Various Type Of Mortgage

Repayment Mortgage


The most straightforward form of mortgage repayment with capital and interest paid off monthly from day one. It works just like an ordinary personal loan except over a longer term.

In the early years, you repay mostly interest, with a smaller proportion of the payment being made against the loan. Over time, however, this ratio changes with the proportion of capital repayment increasing and interest reducing until the loan is paid off.

It is simple, straightforward and easy to understand. Unlike with other mortgages, there is no risk associated with investing in the stock market. You are guaranteed to have the loan repaid at the end of the term provided all payments are met.

Unlike with other mortgages, repayment loans do not give you the opportunity to benefit from a rising stock market. Also, when moving house, people usually take out a 25 year repayment mortgage each time to help keep monthly costs down. This extends the period for repaying the debt.

Endowment Mortgage

Your monthly repayments only cover the interest on the amount you have borrowed. You must also take out an endowment policy with a Life Assurance Company to which you make separate payments. In theory, at the end of the term of the loan the proceeds of the life assurance policy should be sufficient to clear the principal amount borrowed.

• • •

OBJECTIVE A: In the mortgage text, what do you mostly repay during the early years of a repayment mortgage?
OBJECTIVE B: Copy the listing from the line containing "TARGET = distant horizon line" down to the end of the listing, switching "locate" to "mark" and leaving everything else unchanged.

• • •

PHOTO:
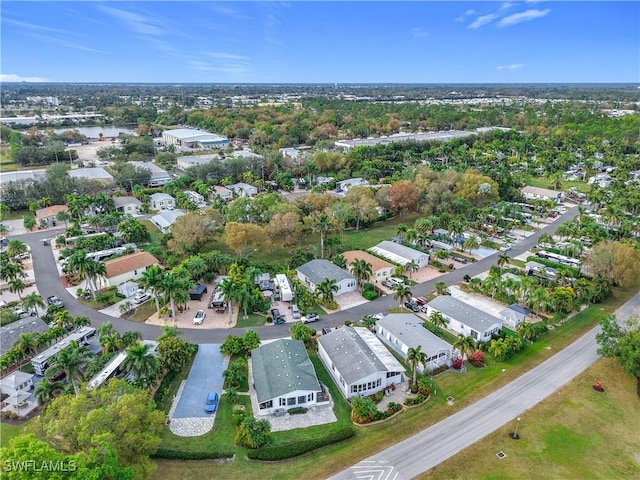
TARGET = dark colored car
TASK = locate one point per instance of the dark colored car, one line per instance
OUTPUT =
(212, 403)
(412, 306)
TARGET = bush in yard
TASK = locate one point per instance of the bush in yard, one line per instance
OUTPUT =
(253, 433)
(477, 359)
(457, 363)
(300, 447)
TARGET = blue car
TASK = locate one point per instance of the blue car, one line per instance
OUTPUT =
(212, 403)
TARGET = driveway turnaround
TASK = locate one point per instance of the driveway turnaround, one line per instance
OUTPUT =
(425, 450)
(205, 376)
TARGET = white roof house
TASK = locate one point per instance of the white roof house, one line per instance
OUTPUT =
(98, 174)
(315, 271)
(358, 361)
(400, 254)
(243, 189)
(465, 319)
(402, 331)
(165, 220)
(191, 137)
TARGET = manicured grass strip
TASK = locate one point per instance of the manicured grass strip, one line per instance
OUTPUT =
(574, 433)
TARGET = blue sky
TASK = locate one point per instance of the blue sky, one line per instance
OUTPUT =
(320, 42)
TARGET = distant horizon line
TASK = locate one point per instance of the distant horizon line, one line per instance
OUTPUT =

• • •

WRITTEN RESPONSE A: Mostly interest.

WRITTEN RESPONSE B:
TARGET = distant horizon line
TASK = mark one point per instance of the distant horizon line, one line per instance
OUTPUT =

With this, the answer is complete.